§ **Records shown**:
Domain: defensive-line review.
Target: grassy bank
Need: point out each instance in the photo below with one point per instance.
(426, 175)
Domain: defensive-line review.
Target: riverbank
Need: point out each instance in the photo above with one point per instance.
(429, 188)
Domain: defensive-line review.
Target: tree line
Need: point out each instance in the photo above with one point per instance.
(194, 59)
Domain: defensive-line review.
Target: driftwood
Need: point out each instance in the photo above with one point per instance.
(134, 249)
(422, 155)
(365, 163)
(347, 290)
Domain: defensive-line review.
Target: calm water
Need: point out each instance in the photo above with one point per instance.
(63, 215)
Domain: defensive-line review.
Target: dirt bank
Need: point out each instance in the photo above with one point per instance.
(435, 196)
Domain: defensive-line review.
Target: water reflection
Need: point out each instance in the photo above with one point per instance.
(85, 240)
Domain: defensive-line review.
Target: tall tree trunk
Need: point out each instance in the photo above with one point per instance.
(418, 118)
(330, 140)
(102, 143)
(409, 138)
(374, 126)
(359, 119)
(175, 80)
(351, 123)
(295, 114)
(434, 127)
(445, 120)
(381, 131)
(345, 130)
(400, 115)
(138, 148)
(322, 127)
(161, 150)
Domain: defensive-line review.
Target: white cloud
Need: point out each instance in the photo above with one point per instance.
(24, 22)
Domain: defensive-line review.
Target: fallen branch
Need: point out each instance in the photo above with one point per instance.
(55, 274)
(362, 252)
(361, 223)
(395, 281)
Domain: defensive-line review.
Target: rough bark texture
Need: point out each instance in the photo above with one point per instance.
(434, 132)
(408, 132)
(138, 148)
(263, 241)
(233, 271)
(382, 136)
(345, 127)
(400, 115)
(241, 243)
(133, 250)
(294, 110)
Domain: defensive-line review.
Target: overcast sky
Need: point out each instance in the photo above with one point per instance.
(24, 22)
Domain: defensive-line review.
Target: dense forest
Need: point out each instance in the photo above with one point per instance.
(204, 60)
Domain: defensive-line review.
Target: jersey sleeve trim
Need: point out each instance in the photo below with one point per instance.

§ **What is expected**: Print all of the entries again, exactly as written.

§ **Right answer**:
Domain: defensive-line review.
Target: grassy bank
Need: point out each instance in the photo below with one point per instance.
(426, 175)
Domain: defensive-line review.
Target: riverbank
Need: point out each instance in the photo above with one point per instance.
(429, 188)
Domain: defensive-line review.
Target: tree line
Need: point out each instance in the photo above with one point per instance.
(194, 59)
Domain: defensive-line review.
Target: driftwood
Need: point out each instance in the photo above with one point per instance.
(134, 249)
(422, 155)
(365, 163)
(347, 290)
Domain: defensive-line review.
Target: calm water
Need: point out each instance in the photo above with one point per instance.
(63, 215)
Domain: defensive-line review.
Target: dirt bank
Need: point out each instance in the photo above with one point per instance.
(435, 196)
Domain: defensive-line review.
Target: water reflection
Need: point out each instance in the photo above with one point per instance.
(85, 240)
Domain: defensive-line review.
Target: tall tree trunk
Need: point out each instance in the photo above with one point per instance.
(418, 118)
(330, 140)
(102, 143)
(409, 138)
(374, 126)
(359, 119)
(175, 80)
(351, 123)
(295, 114)
(434, 127)
(445, 120)
(381, 131)
(345, 130)
(400, 115)
(138, 148)
(322, 127)
(161, 150)
Domain: defensive-line review.
Target: white cloud
Need: point out each instance in the photo above with one point per instance.
(24, 22)
Domain: defensive-line review.
Target: fallen branch
Need: point out each instance in the photo above with one point per instance.
(55, 274)
(362, 252)
(361, 223)
(395, 281)
Domain: defensive-line review.
Target: rough bark texture
Need: point out each instance in the photo above with one point per instance.
(434, 132)
(408, 132)
(138, 148)
(263, 241)
(233, 271)
(382, 136)
(345, 127)
(400, 115)
(241, 243)
(133, 250)
(294, 110)
Domain: defensive-line review.
Target: overcast sky
Need: point out each instance in the photo above with one point per instance.
(24, 22)
Domain: defensive-line review.
Target: dense forest
Need: point out each instance in the photo above with one point per instance.
(204, 60)
Domain: defensive-line review.
Target: jersey sleeve trim
Need: point out each instance in the photo below with one point per instance.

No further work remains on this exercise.